- _Task requirements_
Without altering anything, output the material below.

-- begin Supplied records --

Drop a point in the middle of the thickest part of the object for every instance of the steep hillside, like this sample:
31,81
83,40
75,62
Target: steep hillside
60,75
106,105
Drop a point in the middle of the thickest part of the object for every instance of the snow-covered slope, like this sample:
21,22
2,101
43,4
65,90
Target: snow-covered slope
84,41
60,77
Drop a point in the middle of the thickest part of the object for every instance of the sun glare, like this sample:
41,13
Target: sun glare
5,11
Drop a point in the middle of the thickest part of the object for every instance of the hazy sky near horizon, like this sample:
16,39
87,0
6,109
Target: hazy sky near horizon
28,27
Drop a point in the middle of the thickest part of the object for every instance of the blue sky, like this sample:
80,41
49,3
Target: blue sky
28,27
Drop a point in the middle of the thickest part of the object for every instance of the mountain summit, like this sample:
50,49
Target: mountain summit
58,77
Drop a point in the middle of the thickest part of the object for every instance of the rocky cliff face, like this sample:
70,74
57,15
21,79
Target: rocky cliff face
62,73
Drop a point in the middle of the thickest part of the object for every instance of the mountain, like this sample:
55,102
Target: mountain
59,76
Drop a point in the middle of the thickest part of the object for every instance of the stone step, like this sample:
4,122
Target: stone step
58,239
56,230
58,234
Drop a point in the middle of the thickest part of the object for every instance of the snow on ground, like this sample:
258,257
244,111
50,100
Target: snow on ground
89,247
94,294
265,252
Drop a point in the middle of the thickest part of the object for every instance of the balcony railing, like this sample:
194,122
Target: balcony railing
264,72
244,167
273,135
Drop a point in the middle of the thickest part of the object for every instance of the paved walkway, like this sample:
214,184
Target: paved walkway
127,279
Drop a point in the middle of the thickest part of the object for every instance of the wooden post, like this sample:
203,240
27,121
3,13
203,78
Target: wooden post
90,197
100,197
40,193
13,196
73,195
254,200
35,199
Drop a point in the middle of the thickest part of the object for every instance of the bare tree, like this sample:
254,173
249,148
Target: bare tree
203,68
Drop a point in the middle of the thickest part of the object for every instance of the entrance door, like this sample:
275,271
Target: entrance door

-- end Supplied records --

- _Output of the exercise_
Drop a point in the middle of the thickest part of the object for every instance of the steep hillside, like this sample:
31,81
83,40
75,62
Target: steep hillside
60,75
106,105
Drop a point in the middle of the thickest part of the object for every instance of the snow-covered slope, like this sample:
21,22
2,101
43,4
65,90
Target: snow-covered slope
84,41
60,77
Drop a point in the middle of the thickest part of the object for every instance of the sun glare, like this sample:
41,13
Target: sun glare
5,11
Drop a point in the middle of the thickest part of the object for every instance of the hazy sky near horizon, like this sample:
16,39
87,0
6,109
Target: hazy sky near horizon
28,27
Drop a point in the middle of the thickest part of the object for every instance of the blue sky, like this sample:
80,41
49,3
Target: blue sky
28,27
Drop a point in the middle of the thickest part of the object for every instance of the mountain summit, like this sample:
50,49
Target: mountain summit
58,77
Drop a point in the middle of the thickest part of the object for every instance of the rocky cliff face, like this sample:
70,74
57,15
21,79
Target: rocky cliff face
62,73
Drop a point in the middle of the thickest part of the object for every instance of the mountain, like this sample:
55,102
Target: mountain
59,76
Drop a point in the middle of the thickest part of the object for every instance of the stone step, like this sample:
4,122
Target: stone step
58,239
56,230
58,234
Drop a point in the middle of the thickest part of the object for every instance of the snow on ground, like this sample:
258,257
244,111
50,100
Target: snow on ground
89,247
94,294
265,252
Drop a point in the middle of the thickest part of the object for every instance of the balcony railing, like this sample:
194,122
Target: balcony railing
264,72
244,167
273,135
Drop a point in the middle of the thickest part of the object for every instance of the paved walkway, like this sample:
214,184
Target: paved walkway
127,279
Drop a point in the middle of the thickest part of the object for every instance of the wooden post, like this sample:
203,240
27,121
3,13
203,78
Target: wooden post
90,197
100,197
40,193
13,196
73,195
254,200
35,199
Drop a point in the middle of the thickest part of the object for every instance of the bare tree, like this sample:
254,173
249,148
Target: bare tree
203,68
Drop a point in the middle of the thickest part of the object for every instance of the entrance door, like this sample:
275,271
Target: entrance door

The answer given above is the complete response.